• **Task objective**
Set down the data below from its first line to the line holding "indicate the white blaze", inclusive; omit all pictures.
*** Data under study ***
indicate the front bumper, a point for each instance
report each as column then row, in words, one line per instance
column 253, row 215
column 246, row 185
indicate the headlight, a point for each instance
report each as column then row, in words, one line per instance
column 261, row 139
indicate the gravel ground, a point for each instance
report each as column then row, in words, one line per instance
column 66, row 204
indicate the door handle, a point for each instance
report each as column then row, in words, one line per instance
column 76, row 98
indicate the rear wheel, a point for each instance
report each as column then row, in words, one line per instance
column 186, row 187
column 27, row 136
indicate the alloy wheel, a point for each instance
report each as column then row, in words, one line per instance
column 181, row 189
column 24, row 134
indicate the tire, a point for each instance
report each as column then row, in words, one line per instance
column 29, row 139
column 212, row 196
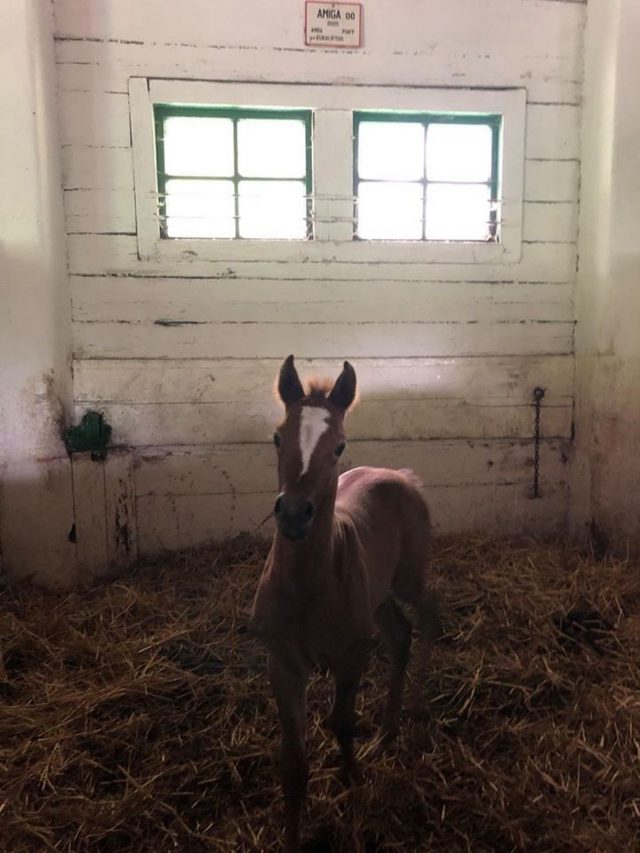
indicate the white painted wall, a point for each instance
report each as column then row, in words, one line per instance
column 447, row 354
column 607, row 473
column 36, row 505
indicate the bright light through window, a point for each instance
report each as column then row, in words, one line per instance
column 231, row 173
column 423, row 177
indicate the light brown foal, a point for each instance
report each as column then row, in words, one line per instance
column 344, row 550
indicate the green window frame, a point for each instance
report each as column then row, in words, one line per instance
column 165, row 111
column 426, row 119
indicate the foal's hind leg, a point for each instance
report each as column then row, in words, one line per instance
column 342, row 719
column 429, row 630
column 396, row 632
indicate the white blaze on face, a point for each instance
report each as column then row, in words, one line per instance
column 313, row 423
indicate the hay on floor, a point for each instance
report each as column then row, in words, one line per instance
column 136, row 715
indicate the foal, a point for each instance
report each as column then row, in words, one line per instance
column 344, row 549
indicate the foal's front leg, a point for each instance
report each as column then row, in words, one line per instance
column 289, row 683
column 342, row 719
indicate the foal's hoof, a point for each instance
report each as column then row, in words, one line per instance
column 384, row 741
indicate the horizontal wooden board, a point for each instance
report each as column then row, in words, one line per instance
column 207, row 402
column 148, row 300
column 94, row 119
column 105, row 254
column 187, row 497
column 553, row 132
column 168, row 523
column 100, row 211
column 488, row 380
column 551, row 180
column 501, row 43
column 551, row 221
column 97, row 168
column 321, row 340
column 406, row 418
column 250, row 468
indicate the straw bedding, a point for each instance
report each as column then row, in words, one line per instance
column 136, row 715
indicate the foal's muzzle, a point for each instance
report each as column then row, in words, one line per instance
column 293, row 517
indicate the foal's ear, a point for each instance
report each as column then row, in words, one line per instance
column 344, row 391
column 289, row 385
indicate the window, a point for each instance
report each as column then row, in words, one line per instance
column 317, row 174
column 426, row 176
column 233, row 173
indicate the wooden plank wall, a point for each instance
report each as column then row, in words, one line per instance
column 447, row 354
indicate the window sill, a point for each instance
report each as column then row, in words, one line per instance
column 353, row 251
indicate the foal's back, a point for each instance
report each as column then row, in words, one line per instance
column 392, row 522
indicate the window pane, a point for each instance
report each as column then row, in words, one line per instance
column 198, row 146
column 271, row 148
column 390, row 211
column 457, row 212
column 392, row 151
column 200, row 209
column 276, row 209
column 458, row 152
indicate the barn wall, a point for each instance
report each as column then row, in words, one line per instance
column 448, row 355
column 606, row 494
column 36, row 500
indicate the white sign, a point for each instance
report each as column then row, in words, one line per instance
column 333, row 24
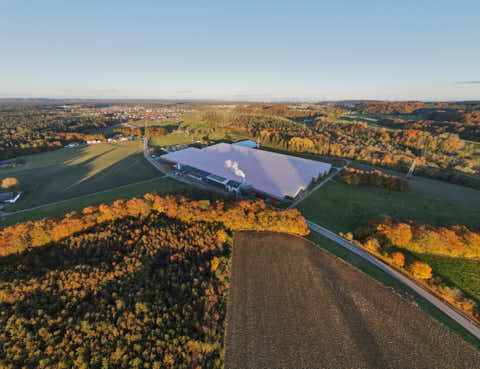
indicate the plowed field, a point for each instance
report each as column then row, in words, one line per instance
column 293, row 305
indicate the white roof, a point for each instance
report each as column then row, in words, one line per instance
column 246, row 143
column 276, row 175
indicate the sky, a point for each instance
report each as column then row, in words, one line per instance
column 240, row 50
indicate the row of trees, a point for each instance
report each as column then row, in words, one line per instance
column 240, row 215
column 453, row 240
column 397, row 243
column 140, row 283
column 444, row 156
column 28, row 129
column 374, row 178
column 465, row 130
column 130, row 293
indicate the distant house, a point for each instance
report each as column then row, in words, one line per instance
column 247, row 143
column 7, row 164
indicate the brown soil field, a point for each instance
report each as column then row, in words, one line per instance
column 294, row 305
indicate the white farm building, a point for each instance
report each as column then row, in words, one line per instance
column 271, row 174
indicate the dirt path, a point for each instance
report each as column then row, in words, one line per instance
column 294, row 305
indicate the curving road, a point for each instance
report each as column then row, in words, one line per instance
column 444, row 307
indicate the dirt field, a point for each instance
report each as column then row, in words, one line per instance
column 293, row 305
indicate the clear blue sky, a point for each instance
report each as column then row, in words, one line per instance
column 241, row 49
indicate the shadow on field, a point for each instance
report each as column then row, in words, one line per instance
column 68, row 179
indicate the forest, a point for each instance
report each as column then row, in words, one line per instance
column 28, row 129
column 374, row 178
column 139, row 284
column 240, row 215
column 442, row 156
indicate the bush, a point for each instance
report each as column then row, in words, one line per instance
column 10, row 183
column 420, row 270
column 398, row 258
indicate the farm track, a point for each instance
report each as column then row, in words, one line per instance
column 292, row 304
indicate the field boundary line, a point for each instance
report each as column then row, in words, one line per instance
column 449, row 310
column 338, row 170
column 6, row 214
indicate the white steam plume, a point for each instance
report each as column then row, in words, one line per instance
column 233, row 165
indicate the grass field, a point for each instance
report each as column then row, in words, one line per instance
column 287, row 296
column 435, row 189
column 342, row 208
column 462, row 273
column 68, row 173
column 175, row 138
column 160, row 186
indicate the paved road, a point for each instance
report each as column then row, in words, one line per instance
column 446, row 308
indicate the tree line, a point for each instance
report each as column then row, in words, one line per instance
column 29, row 129
column 239, row 215
column 397, row 243
column 374, row 178
column 140, row 283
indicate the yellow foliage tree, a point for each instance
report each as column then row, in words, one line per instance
column 10, row 183
column 420, row 270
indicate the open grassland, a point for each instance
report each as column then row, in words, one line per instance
column 175, row 138
column 435, row 189
column 292, row 304
column 160, row 186
column 462, row 273
column 68, row 173
column 342, row 208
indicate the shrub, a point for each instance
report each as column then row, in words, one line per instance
column 10, row 183
column 398, row 258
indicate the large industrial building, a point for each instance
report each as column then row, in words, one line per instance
column 271, row 174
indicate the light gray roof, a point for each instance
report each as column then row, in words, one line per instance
column 276, row 175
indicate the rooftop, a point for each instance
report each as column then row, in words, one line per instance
*** End of Data under study ***
• **Solution for this exercise**
indicate the front bumper, a point for each instance
report each as column then row, in words, one line per instance
column 253, row 215
column 246, row 185
indicate the headlight, a point for each instance
report each as column then row, in words, one line per instance
column 261, row 139
indicate the gravel ground, a point for each instance
report each as column then row, in words, one line per instance
column 66, row 204
indicate the door handle, a point for each instance
report each as column then row, in words, one line per instance
column 76, row 98
indicate the rear wheel, a point for each instance
report each as column then row, in words, one line per instance
column 186, row 187
column 27, row 136
indicate the alloy wheel, a point for each instance
report each as column then row, in words, one line per instance
column 181, row 189
column 24, row 134
indicate the tire, a point for each instance
report each as column then row, in words, one line per instance
column 29, row 139
column 212, row 196
indicate the white painted wall, a point for each instance
report each as column then row, in words, one line per instance
column 447, row 354
column 607, row 473
column 36, row 505
indicate the bright light through window, a point for each instance
report each as column then row, in words, one line per instance
column 231, row 173
column 423, row 177
indicate the light brown foal, a point for each instance
report each as column then row, in words, one line per instance
column 344, row 550
indicate the green window frame, a point for each instance
report each as column then row, in words, one line per instance
column 165, row 111
column 426, row 119
indicate the foal's hind leg, a point for each instance
report each as column then row, in words, one line per instance
column 342, row 719
column 429, row 630
column 396, row 632
indicate the white blaze on face, a point for each instance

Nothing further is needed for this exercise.